**Instructions to follow**
Rewrite the garage story from "Just as John" down to "began to tip.", putting "our son" in place of "Joseph".

**Excerpt to read**

----------------

Given the great weather and the tons of fun we had planned, this weekend had the potential to be supremely enjoyable. Unfortunately, I instead got a great lessen in what it truly means to raise a boy in contrast to the world of girls.
I recently took the initiative of completely cleaning out our cluttered, disgusting garage. I bought shelving from the Depot, and swept the floor to discover its true color, and I reorganized EVERYTHING.
I also made it much more kid friendly. I set up an area for their ride-ons, their gardening/sandbox supplies, their sports equipment, and even some bins for games, bubbles, and chalks. I now love it, and we have been enjoying the clean and manageable conveniences of a well-planned garage. Anything that might be considered hazardous was moved to either a higher place or a locked cabinet.
However, my husband took the annual ride to the farming store for fertilizer (only the good stuff for the ruralists) and returned to unload the purchases while the children frolicked in the grass and blew bubbles.
I was in the kitchen cleaning up after their lunch.
My daughter, a virtuoso bubble maker, accidentally spilled the entire bottle of bubble juice on the stairs and so my husband, realizing the hazard, started to head inside to quickly grab (ah, split infinitive!!! and it stays), some paper towels. As he headed through the door, he glanced back to make sure the kids were still safely at play when he saw my son heading for the lawn equipment organizer.
This organizer is plastic, and meant to hold all sorts of lawning equipment, which includes more than a few medieval tilling and hoeing devices that are most notably charaterized by spikes and teeth. You can guess where this is going......
The problem with the organizer is that it was a bit top heavy, a fact that I had considered in the past, but then forgot about soon after deciding to find a better alternative. That was my first mistake.
Just as John was about to shout out his name, Joseph grabbed hold of one of the tool's long handle (no doubt to work like Daddy) and the entire assembly began to tip.
John screamed and ran toward him, slipping on the bubble juice, which caused him to take complete flight from the top platform of the stairs to the hard concrete below....missing the 3-4 steps.
For a second, he blacked out, but awoke to the inevitable crash.
Hearing the crash myself, I flew from the kitchen to the garage only to find the worst image I have ever seen in my entire life: my little baby trapped under a heap of corroded, terrifying tools with arms and legs flailing.

----------------

**Dataset section**
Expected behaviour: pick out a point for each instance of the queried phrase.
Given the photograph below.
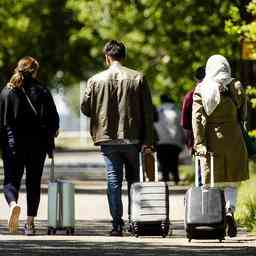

----------------

**Answer to this problem**
Just as John was about to shout out his name, our son grabbed hold of one of the tool's long handle (no doubt to work like Daddy) and the entire assembly began to tip.